◆ **PROBLEM TO SOLVE**:
In the data below, copy out only the lines from the line with "detection_target: white teeth" to the line with "312,184 -> 347,194", swapping "white teeth" for "smile" and leaving everything else unchanged.

Start

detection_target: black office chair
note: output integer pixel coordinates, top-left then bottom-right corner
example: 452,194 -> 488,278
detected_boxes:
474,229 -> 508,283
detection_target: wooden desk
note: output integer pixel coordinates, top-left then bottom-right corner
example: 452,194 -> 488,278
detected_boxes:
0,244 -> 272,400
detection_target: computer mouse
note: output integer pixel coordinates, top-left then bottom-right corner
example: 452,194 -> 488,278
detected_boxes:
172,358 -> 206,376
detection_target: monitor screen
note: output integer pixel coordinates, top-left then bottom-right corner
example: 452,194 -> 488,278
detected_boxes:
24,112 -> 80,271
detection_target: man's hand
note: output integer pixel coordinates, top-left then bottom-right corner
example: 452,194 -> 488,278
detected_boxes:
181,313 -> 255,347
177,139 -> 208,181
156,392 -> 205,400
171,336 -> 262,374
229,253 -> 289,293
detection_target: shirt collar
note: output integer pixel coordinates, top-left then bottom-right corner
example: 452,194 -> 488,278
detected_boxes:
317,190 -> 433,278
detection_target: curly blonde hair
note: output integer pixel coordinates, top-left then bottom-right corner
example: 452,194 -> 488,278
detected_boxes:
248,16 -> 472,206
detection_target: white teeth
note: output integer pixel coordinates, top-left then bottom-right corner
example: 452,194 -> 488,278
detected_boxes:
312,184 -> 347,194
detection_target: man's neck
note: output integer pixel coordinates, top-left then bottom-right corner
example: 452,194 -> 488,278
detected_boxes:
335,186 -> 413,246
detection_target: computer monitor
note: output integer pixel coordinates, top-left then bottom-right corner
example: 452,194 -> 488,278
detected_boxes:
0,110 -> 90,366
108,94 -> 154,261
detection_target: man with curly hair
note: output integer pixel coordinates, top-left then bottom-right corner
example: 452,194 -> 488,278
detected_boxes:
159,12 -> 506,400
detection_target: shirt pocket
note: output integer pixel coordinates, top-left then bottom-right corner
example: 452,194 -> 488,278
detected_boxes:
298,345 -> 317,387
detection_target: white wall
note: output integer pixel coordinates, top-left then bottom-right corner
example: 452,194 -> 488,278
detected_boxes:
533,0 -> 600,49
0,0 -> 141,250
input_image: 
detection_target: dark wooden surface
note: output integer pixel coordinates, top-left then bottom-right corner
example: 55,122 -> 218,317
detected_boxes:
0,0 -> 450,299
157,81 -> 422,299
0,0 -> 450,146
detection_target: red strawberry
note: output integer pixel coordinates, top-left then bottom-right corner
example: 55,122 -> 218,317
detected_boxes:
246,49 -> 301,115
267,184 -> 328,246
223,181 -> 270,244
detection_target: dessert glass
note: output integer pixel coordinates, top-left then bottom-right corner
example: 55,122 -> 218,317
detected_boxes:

End

◆ **THE ANSWER**:
detection_target: smile
note: output integer pixel coordinates, top-left then bottom-right corner
example: 452,194 -> 488,278
detected_boxes:
312,184 -> 347,194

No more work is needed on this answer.